= Beginning of Section =
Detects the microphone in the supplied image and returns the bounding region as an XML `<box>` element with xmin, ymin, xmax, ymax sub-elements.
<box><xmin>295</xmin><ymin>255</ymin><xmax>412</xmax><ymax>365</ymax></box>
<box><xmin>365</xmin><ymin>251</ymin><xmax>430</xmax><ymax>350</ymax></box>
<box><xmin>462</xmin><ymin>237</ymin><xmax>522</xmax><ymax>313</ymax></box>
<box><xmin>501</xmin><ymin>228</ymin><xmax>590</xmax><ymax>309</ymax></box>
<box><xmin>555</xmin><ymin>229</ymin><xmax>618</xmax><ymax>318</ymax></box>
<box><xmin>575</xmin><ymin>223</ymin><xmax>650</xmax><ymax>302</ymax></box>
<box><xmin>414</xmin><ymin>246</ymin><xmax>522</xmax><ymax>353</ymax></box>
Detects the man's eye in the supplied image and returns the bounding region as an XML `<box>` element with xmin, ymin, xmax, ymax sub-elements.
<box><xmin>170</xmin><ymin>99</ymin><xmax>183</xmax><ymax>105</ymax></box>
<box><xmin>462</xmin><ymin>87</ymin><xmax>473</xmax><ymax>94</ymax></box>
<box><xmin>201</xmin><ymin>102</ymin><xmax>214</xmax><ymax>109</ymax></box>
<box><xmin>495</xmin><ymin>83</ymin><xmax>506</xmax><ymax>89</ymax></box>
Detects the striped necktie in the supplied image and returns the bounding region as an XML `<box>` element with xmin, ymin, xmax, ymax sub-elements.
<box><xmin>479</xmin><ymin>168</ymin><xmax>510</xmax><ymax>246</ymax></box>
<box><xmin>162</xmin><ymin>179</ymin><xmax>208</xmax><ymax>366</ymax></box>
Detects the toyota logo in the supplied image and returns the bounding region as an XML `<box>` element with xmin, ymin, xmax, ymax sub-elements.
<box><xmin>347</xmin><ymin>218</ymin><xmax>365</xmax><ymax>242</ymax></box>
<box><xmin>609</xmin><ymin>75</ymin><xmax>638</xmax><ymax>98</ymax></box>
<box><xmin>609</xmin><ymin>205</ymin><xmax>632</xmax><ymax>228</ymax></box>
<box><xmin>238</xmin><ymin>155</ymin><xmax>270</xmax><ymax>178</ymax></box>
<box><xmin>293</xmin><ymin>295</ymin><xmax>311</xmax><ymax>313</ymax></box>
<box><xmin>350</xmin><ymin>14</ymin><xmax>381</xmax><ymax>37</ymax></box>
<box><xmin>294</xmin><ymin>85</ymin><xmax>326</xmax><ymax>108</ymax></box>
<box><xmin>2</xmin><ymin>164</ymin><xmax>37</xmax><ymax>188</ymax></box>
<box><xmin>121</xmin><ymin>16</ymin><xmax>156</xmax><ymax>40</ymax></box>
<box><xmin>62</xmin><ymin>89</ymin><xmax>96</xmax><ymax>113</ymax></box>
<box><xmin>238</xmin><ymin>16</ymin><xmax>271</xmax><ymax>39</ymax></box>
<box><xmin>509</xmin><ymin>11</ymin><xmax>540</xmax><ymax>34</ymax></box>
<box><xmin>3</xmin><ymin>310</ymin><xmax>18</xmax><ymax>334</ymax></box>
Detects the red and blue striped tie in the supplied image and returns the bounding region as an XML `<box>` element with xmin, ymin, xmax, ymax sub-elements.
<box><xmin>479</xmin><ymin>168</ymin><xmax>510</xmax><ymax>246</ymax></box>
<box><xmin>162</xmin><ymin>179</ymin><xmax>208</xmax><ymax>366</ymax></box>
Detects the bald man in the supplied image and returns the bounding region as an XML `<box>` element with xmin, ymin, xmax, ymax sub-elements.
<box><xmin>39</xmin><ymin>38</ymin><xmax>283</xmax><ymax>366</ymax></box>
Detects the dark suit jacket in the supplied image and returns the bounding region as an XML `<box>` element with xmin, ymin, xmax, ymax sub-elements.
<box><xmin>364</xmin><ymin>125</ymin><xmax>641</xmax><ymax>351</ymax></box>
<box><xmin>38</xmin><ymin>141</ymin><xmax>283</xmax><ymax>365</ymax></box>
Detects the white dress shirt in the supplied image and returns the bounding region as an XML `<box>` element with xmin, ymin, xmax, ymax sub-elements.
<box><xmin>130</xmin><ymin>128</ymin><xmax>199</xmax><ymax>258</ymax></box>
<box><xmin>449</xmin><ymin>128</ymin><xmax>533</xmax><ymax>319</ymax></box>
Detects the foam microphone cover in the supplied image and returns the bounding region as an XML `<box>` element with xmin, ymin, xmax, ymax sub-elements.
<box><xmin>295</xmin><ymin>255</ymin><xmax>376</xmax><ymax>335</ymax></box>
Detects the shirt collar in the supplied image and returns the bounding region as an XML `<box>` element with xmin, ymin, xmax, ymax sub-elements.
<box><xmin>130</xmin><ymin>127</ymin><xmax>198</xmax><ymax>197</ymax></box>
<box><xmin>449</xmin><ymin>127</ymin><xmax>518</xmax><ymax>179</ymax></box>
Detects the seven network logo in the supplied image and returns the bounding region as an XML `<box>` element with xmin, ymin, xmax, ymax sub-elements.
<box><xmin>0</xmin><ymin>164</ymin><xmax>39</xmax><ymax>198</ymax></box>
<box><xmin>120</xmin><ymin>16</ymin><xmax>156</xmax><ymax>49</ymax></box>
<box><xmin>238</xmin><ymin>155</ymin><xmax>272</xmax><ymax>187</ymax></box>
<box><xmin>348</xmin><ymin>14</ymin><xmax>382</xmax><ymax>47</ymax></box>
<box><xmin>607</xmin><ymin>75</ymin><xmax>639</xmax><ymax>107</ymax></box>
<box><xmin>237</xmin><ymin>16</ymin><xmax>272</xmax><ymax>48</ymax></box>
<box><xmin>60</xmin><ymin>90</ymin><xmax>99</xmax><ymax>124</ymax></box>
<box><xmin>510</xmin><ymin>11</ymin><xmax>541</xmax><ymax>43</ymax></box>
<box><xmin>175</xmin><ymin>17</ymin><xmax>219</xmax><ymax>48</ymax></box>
= End of Section =
- Task details -
An exact, complete copy of the data is the only acceptable answer.

- Your response -
Detects the microphone in the supplied image and returns the bounding region as an XML `<box>` element with xmin, ymin, xmax, ymax sub-elements.
<box><xmin>295</xmin><ymin>255</ymin><xmax>412</xmax><ymax>365</ymax></box>
<box><xmin>365</xmin><ymin>251</ymin><xmax>430</xmax><ymax>350</ymax></box>
<box><xmin>462</xmin><ymin>237</ymin><xmax>522</xmax><ymax>313</ymax></box>
<box><xmin>501</xmin><ymin>228</ymin><xmax>590</xmax><ymax>309</ymax></box>
<box><xmin>555</xmin><ymin>229</ymin><xmax>618</xmax><ymax>318</ymax></box>
<box><xmin>575</xmin><ymin>223</ymin><xmax>650</xmax><ymax>302</ymax></box>
<box><xmin>414</xmin><ymin>246</ymin><xmax>522</xmax><ymax>353</ymax></box>
Detects the man's eye in the supplied image and returns the bounding region as an XML `<box>` element with xmin, ymin, xmax, ymax sub-elements.
<box><xmin>170</xmin><ymin>99</ymin><xmax>183</xmax><ymax>105</ymax></box>
<box><xmin>462</xmin><ymin>87</ymin><xmax>473</xmax><ymax>94</ymax></box>
<box><xmin>201</xmin><ymin>102</ymin><xmax>214</xmax><ymax>109</ymax></box>
<box><xmin>495</xmin><ymin>83</ymin><xmax>506</xmax><ymax>89</ymax></box>
Detects the striped necktie in the supplied image and returns the bounding region as an XML `<box>` element with xmin, ymin, xmax, ymax sub-elements.
<box><xmin>479</xmin><ymin>168</ymin><xmax>510</xmax><ymax>246</ymax></box>
<box><xmin>162</xmin><ymin>179</ymin><xmax>208</xmax><ymax>366</ymax></box>
Detects the toyota logo in the supplied image and returns the bounding region as an XML `<box>` element with xmin, ymin, xmax, ymax sub-elements.
<box><xmin>347</xmin><ymin>218</ymin><xmax>365</xmax><ymax>242</ymax></box>
<box><xmin>609</xmin><ymin>75</ymin><xmax>638</xmax><ymax>98</ymax></box>
<box><xmin>609</xmin><ymin>205</ymin><xmax>632</xmax><ymax>228</ymax></box>
<box><xmin>238</xmin><ymin>155</ymin><xmax>270</xmax><ymax>178</ymax></box>
<box><xmin>293</xmin><ymin>295</ymin><xmax>311</xmax><ymax>313</ymax></box>
<box><xmin>350</xmin><ymin>14</ymin><xmax>381</xmax><ymax>37</ymax></box>
<box><xmin>294</xmin><ymin>85</ymin><xmax>326</xmax><ymax>108</ymax></box>
<box><xmin>2</xmin><ymin>164</ymin><xmax>37</xmax><ymax>188</ymax></box>
<box><xmin>121</xmin><ymin>16</ymin><xmax>156</xmax><ymax>40</ymax></box>
<box><xmin>62</xmin><ymin>89</ymin><xmax>96</xmax><ymax>113</ymax></box>
<box><xmin>238</xmin><ymin>16</ymin><xmax>271</xmax><ymax>39</ymax></box>
<box><xmin>509</xmin><ymin>11</ymin><xmax>540</xmax><ymax>34</ymax></box>
<box><xmin>3</xmin><ymin>310</ymin><xmax>18</xmax><ymax>334</ymax></box>
Detects the red and blue striped tie in the supplied image and returns the bounding region as an XML `<box>` element with xmin, ymin, xmax, ymax sub-elements.
<box><xmin>479</xmin><ymin>168</ymin><xmax>510</xmax><ymax>246</ymax></box>
<box><xmin>162</xmin><ymin>179</ymin><xmax>208</xmax><ymax>366</ymax></box>
Detects the bald man in the supplied image and returns the bounding region as an XML `<box>` element with xmin, ymin, xmax, ymax sub-elements.
<box><xmin>39</xmin><ymin>38</ymin><xmax>283</xmax><ymax>366</ymax></box>
Detects the dark suit jacket in the supplied image and returns the bounding region as an XML `<box>` element with xmin, ymin, xmax, ymax sub-elements.
<box><xmin>364</xmin><ymin>125</ymin><xmax>641</xmax><ymax>351</ymax></box>
<box><xmin>38</xmin><ymin>141</ymin><xmax>283</xmax><ymax>365</ymax></box>
Detects the white dress shirt in the supplied image and returns the bounding region as an XML `<box>` element with xmin, ymin, xmax, ymax sub-elements.
<box><xmin>130</xmin><ymin>128</ymin><xmax>199</xmax><ymax>258</ymax></box>
<box><xmin>449</xmin><ymin>128</ymin><xmax>533</xmax><ymax>319</ymax></box>
Detects the foam microphone cover in the supplied image and returns the bounding region as an XML `<box>` element with xmin, ymin, xmax, ymax sub-elements.
<box><xmin>295</xmin><ymin>255</ymin><xmax>376</xmax><ymax>335</ymax></box>
Detects the shirt collar in the supplied image and returns the bounding region as an XML `<box>` element with xmin, ymin, xmax, ymax sub-elements.
<box><xmin>130</xmin><ymin>127</ymin><xmax>198</xmax><ymax>197</ymax></box>
<box><xmin>449</xmin><ymin>127</ymin><xmax>518</xmax><ymax>179</ymax></box>
Detects the seven network logo in the supplied image and returns the bounding region as an XML `<box>` element with xmin, ymin, xmax, ymax sub-elements.
<box><xmin>0</xmin><ymin>164</ymin><xmax>39</xmax><ymax>198</ymax></box>
<box><xmin>120</xmin><ymin>16</ymin><xmax>156</xmax><ymax>49</ymax></box>
<box><xmin>238</xmin><ymin>155</ymin><xmax>272</xmax><ymax>187</ymax></box>
<box><xmin>348</xmin><ymin>14</ymin><xmax>382</xmax><ymax>47</ymax></box>
<box><xmin>607</xmin><ymin>75</ymin><xmax>639</xmax><ymax>107</ymax></box>
<box><xmin>237</xmin><ymin>16</ymin><xmax>272</xmax><ymax>48</ymax></box>
<box><xmin>60</xmin><ymin>90</ymin><xmax>99</xmax><ymax>124</ymax></box>
<box><xmin>510</xmin><ymin>11</ymin><xmax>541</xmax><ymax>43</ymax></box>
<box><xmin>175</xmin><ymin>17</ymin><xmax>219</xmax><ymax>48</ymax></box>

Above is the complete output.